**Problem to solve:** Copy out, unchanged, the lines of the entries below that begin with the line containing "[segment] black shoe" and end with the line containing "352], [320, 350]]", including both of those lines.

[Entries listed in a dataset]
____

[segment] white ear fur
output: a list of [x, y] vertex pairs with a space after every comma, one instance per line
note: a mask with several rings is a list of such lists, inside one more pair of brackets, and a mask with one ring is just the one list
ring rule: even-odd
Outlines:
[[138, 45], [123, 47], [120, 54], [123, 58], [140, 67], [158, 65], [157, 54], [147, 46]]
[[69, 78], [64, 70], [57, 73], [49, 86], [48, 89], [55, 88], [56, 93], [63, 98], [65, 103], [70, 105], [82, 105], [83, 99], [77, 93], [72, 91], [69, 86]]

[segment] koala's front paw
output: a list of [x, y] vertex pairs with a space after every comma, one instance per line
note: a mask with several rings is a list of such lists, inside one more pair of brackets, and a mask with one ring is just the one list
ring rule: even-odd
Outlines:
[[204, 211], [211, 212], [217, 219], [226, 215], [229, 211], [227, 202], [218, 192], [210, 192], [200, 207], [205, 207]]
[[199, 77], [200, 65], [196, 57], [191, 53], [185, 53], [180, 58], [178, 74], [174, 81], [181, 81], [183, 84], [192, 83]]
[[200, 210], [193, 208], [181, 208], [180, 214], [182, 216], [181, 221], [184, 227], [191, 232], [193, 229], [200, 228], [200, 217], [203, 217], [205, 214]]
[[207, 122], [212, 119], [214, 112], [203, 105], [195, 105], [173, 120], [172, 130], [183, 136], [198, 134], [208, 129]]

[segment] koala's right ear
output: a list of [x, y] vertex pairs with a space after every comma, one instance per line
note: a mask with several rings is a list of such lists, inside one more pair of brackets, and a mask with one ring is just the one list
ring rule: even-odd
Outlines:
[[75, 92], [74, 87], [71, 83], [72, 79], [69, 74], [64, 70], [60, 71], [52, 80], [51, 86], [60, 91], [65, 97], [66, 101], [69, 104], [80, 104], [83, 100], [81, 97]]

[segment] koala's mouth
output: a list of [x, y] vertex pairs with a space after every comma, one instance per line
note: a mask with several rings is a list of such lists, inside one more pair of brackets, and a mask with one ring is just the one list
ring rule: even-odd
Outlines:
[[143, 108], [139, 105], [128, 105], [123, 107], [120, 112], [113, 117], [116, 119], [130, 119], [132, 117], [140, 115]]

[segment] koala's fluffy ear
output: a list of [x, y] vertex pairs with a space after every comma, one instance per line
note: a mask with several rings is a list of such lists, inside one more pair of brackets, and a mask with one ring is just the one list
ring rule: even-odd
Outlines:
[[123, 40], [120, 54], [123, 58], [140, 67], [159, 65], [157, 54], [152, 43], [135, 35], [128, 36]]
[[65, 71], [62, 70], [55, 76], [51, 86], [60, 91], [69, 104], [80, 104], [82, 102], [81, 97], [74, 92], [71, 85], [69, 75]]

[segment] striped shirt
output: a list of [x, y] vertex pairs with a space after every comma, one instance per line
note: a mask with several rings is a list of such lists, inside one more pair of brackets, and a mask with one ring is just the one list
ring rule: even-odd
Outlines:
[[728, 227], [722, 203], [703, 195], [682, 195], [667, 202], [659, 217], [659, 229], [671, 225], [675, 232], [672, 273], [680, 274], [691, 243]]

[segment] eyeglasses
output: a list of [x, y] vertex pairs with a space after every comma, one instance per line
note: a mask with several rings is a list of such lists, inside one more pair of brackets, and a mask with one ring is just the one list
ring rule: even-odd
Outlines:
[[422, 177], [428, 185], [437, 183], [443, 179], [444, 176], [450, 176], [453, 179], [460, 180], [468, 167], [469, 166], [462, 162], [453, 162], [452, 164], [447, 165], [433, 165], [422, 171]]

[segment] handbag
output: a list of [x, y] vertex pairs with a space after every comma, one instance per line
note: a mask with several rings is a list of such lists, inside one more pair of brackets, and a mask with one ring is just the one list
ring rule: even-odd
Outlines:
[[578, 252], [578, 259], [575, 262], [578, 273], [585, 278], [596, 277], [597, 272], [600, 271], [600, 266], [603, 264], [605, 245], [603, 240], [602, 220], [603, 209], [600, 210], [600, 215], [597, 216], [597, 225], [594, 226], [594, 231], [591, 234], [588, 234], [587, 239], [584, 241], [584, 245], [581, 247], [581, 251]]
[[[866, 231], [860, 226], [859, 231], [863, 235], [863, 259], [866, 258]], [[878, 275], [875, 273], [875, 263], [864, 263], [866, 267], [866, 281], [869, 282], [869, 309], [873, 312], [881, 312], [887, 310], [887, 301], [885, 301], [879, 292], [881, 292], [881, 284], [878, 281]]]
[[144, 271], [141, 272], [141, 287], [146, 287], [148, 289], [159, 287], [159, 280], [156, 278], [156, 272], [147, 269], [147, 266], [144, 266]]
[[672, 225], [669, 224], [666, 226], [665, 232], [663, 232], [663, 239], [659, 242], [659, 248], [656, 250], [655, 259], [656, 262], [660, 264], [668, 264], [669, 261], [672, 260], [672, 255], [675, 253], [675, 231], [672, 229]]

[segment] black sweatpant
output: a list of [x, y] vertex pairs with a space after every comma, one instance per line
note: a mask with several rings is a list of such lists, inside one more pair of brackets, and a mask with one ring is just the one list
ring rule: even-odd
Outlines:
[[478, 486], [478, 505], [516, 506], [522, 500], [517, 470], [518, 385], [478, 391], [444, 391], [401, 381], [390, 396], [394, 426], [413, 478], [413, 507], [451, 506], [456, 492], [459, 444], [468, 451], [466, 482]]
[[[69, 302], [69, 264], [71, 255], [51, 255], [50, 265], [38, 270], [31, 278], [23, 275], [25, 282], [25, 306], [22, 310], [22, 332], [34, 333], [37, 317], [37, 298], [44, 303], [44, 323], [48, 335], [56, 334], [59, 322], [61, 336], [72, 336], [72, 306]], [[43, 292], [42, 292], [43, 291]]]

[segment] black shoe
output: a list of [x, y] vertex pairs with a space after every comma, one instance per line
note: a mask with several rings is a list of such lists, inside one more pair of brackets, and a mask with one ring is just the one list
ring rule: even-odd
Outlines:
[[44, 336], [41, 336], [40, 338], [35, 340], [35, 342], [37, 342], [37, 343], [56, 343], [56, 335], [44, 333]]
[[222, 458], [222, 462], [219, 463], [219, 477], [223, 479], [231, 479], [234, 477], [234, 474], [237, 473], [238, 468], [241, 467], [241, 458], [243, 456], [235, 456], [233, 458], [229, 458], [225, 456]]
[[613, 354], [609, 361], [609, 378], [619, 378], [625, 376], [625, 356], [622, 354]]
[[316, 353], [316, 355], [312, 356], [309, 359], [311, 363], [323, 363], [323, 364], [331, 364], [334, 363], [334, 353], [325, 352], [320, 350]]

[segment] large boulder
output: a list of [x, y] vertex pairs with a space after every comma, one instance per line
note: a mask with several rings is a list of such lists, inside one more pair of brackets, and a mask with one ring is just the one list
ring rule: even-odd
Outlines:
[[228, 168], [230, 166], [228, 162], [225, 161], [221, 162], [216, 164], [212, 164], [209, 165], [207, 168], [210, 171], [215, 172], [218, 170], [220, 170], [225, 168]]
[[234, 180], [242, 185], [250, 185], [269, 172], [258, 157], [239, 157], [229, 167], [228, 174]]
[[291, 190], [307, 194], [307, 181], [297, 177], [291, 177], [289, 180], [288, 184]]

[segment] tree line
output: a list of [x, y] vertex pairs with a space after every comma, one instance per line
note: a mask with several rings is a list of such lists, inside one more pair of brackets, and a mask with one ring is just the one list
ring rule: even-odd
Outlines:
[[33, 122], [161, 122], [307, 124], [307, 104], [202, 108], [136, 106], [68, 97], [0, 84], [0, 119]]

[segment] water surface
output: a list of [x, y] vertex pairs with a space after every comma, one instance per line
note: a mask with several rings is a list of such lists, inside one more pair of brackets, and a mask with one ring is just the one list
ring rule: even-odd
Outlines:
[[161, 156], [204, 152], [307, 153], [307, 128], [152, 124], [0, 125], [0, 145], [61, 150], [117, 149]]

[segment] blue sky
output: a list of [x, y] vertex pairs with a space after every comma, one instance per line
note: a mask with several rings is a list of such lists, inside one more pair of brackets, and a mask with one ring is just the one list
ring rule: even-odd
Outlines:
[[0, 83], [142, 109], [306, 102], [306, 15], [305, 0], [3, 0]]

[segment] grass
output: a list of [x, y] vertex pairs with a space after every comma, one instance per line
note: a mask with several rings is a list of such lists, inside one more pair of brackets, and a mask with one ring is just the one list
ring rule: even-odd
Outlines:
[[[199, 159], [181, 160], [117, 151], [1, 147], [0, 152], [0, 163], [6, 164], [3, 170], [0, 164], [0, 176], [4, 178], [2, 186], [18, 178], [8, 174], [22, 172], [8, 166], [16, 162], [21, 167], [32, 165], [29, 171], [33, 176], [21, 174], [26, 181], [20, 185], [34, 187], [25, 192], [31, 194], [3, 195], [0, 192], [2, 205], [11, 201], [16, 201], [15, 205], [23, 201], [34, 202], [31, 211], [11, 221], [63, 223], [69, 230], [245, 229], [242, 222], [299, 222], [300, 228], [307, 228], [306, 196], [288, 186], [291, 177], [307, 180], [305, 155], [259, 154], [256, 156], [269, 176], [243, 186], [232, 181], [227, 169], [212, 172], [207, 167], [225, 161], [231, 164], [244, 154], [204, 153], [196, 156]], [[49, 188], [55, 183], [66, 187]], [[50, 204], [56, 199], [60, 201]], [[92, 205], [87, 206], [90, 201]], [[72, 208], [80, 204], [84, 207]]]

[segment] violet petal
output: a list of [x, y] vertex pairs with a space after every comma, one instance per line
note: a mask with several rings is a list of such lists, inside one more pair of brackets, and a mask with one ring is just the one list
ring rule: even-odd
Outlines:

____

**Output for this task:**
[segment] black shoe
output: a list of [x, y] vertex pairs with a space after every comma, one instance per line
note: a mask with several rings is a list of such lists, inside one more pair of brackets, and a mask with one ring is just the one list
ring rule: even-odd
Outlines:
[[44, 336], [41, 336], [40, 338], [35, 340], [35, 342], [37, 342], [37, 343], [56, 343], [56, 335], [44, 333]]
[[222, 458], [222, 462], [219, 463], [219, 477], [223, 479], [231, 479], [234, 477], [234, 474], [237, 473], [238, 468], [241, 467], [241, 458], [243, 456], [235, 456], [233, 458], [229, 458], [225, 456]]
[[613, 354], [609, 361], [609, 378], [619, 378], [625, 376], [625, 356], [622, 354]]
[[316, 353], [316, 355], [312, 356], [309, 359], [311, 363], [323, 363], [323, 364], [331, 364], [334, 363], [334, 353], [325, 352], [320, 350]]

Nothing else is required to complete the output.